Exercise goal: Write the line that includes "Scan the screenshot above and identify where the wheat stalk" and all subsequent lines, exactly as written, and nothing more.

Dataset rows:
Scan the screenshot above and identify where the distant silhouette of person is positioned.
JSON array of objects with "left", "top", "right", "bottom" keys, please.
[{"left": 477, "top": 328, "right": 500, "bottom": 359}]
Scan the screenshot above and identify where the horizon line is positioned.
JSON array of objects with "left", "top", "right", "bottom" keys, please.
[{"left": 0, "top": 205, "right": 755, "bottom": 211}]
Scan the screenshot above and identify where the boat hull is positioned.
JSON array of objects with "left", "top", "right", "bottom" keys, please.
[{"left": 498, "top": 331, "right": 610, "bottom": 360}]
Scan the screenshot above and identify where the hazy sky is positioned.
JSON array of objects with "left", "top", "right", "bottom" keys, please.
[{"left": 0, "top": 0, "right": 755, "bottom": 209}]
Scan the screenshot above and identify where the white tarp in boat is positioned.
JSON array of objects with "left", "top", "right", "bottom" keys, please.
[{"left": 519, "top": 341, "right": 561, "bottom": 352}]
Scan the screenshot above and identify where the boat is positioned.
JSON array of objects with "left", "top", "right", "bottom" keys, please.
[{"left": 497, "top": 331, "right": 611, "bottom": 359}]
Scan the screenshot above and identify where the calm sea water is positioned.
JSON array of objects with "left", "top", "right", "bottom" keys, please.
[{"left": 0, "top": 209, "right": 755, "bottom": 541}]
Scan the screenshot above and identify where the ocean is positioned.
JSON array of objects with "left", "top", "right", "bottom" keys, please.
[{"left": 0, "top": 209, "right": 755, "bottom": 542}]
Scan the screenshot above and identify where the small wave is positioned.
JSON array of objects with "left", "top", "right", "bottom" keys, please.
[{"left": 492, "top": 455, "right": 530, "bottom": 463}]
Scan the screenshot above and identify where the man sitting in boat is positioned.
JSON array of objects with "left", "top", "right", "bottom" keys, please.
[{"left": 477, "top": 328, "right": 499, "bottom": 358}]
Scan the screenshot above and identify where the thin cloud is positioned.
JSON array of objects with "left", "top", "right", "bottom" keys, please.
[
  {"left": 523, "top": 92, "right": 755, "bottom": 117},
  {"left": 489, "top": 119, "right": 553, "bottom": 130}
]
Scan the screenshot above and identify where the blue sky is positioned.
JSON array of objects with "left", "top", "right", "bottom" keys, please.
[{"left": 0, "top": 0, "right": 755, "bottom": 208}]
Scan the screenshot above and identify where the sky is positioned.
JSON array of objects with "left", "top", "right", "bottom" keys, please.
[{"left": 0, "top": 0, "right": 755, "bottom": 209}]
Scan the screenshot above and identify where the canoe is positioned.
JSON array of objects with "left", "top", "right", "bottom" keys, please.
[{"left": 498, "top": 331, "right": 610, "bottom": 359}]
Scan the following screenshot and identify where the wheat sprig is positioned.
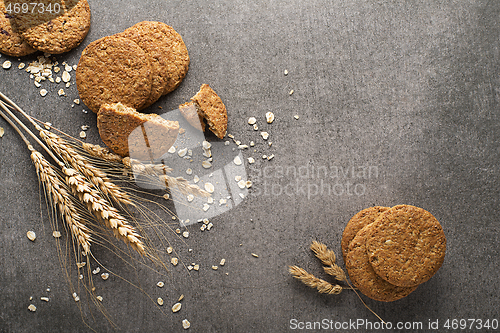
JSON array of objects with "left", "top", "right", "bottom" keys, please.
[
  {"left": 289, "top": 266, "right": 343, "bottom": 295},
  {"left": 63, "top": 167, "right": 145, "bottom": 254},
  {"left": 31, "top": 150, "right": 91, "bottom": 255},
  {"left": 36, "top": 125, "right": 134, "bottom": 206}
]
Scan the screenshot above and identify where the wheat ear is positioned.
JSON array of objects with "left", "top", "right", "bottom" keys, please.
[
  {"left": 311, "top": 241, "right": 347, "bottom": 281},
  {"left": 31, "top": 151, "right": 91, "bottom": 255},
  {"left": 63, "top": 167, "right": 145, "bottom": 255},
  {"left": 289, "top": 266, "right": 342, "bottom": 295},
  {"left": 36, "top": 125, "right": 134, "bottom": 205},
  {"left": 0, "top": 104, "right": 91, "bottom": 256},
  {"left": 82, "top": 142, "right": 122, "bottom": 163}
]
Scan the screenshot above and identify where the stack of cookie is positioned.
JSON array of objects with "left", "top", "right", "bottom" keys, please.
[
  {"left": 76, "top": 21, "right": 189, "bottom": 113},
  {"left": 0, "top": 0, "right": 90, "bottom": 57},
  {"left": 341, "top": 205, "right": 446, "bottom": 302}
]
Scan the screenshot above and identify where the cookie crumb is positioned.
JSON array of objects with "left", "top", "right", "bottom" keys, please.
[
  {"left": 26, "top": 230, "right": 36, "bottom": 242},
  {"left": 2, "top": 60, "right": 12, "bottom": 69}
]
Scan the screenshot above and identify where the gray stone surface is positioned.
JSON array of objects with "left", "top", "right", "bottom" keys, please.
[{"left": 0, "top": 0, "right": 500, "bottom": 332}]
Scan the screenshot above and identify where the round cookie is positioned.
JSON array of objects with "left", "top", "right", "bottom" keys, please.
[
  {"left": 115, "top": 21, "right": 169, "bottom": 108},
  {"left": 118, "top": 21, "right": 189, "bottom": 95},
  {"left": 366, "top": 205, "right": 446, "bottom": 287},
  {"left": 76, "top": 36, "right": 152, "bottom": 113},
  {"left": 345, "top": 223, "right": 417, "bottom": 302},
  {"left": 341, "top": 206, "right": 390, "bottom": 262},
  {"left": 0, "top": 0, "right": 36, "bottom": 57},
  {"left": 15, "top": 0, "right": 90, "bottom": 54}
]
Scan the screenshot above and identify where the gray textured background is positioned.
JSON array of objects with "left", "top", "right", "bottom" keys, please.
[{"left": 0, "top": 0, "right": 500, "bottom": 332}]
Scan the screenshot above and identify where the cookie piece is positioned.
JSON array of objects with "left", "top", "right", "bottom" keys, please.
[
  {"left": 76, "top": 36, "right": 152, "bottom": 113},
  {"left": 0, "top": 0, "right": 36, "bottom": 57},
  {"left": 366, "top": 205, "right": 446, "bottom": 287},
  {"left": 97, "top": 103, "right": 179, "bottom": 161},
  {"left": 341, "top": 206, "right": 390, "bottom": 262},
  {"left": 179, "top": 102, "right": 205, "bottom": 132},
  {"left": 188, "top": 84, "right": 227, "bottom": 139},
  {"left": 345, "top": 223, "right": 417, "bottom": 302},
  {"left": 12, "top": 0, "right": 90, "bottom": 54}
]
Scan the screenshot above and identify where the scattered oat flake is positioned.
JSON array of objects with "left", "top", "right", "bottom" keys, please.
[
  {"left": 172, "top": 302, "right": 182, "bottom": 312},
  {"left": 205, "top": 183, "right": 215, "bottom": 193},
  {"left": 62, "top": 71, "right": 71, "bottom": 83},
  {"left": 266, "top": 112, "right": 274, "bottom": 124},
  {"left": 26, "top": 230, "right": 36, "bottom": 242},
  {"left": 233, "top": 156, "right": 242, "bottom": 165}
]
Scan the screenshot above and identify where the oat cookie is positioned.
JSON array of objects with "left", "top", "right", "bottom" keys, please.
[
  {"left": 345, "top": 223, "right": 417, "bottom": 302},
  {"left": 366, "top": 205, "right": 446, "bottom": 287},
  {"left": 191, "top": 84, "right": 227, "bottom": 139},
  {"left": 97, "top": 103, "right": 179, "bottom": 161},
  {"left": 76, "top": 36, "right": 152, "bottom": 113},
  {"left": 11, "top": 0, "right": 90, "bottom": 54},
  {"left": 0, "top": 0, "right": 36, "bottom": 57},
  {"left": 115, "top": 21, "right": 173, "bottom": 108},
  {"left": 341, "top": 206, "right": 390, "bottom": 262}
]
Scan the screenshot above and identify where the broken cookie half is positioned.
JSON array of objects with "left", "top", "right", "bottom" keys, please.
[
  {"left": 97, "top": 103, "right": 179, "bottom": 161},
  {"left": 179, "top": 84, "right": 227, "bottom": 139}
]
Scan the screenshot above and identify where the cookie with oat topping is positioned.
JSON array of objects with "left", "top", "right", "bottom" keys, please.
[
  {"left": 76, "top": 36, "right": 152, "bottom": 113},
  {"left": 345, "top": 223, "right": 417, "bottom": 302},
  {"left": 341, "top": 206, "right": 390, "bottom": 262},
  {"left": 97, "top": 103, "right": 179, "bottom": 161},
  {"left": 0, "top": 0, "right": 36, "bottom": 57},
  {"left": 366, "top": 205, "right": 446, "bottom": 287},
  {"left": 117, "top": 21, "right": 189, "bottom": 106}
]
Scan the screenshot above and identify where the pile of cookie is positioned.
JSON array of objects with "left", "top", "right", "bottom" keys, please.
[
  {"left": 341, "top": 205, "right": 446, "bottom": 302},
  {"left": 0, "top": 0, "right": 90, "bottom": 57},
  {"left": 76, "top": 21, "right": 227, "bottom": 160}
]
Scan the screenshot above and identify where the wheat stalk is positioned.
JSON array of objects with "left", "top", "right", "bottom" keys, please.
[
  {"left": 63, "top": 167, "right": 145, "bottom": 255},
  {"left": 31, "top": 150, "right": 91, "bottom": 255},
  {"left": 289, "top": 266, "right": 343, "bottom": 295},
  {"left": 35, "top": 125, "right": 134, "bottom": 206},
  {"left": 310, "top": 241, "right": 347, "bottom": 281},
  {"left": 82, "top": 142, "right": 122, "bottom": 163}
]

Exercise output:
Scan the screenshot above and identify where the wheat stalk is positioned.
JSON array of objects with "left", "top", "right", "bottom" keys, please.
[
  {"left": 63, "top": 167, "right": 145, "bottom": 255},
  {"left": 31, "top": 150, "right": 91, "bottom": 255},
  {"left": 289, "top": 266, "right": 343, "bottom": 295},
  {"left": 35, "top": 125, "right": 134, "bottom": 206},
  {"left": 310, "top": 241, "right": 347, "bottom": 281},
  {"left": 82, "top": 142, "right": 122, "bottom": 163}
]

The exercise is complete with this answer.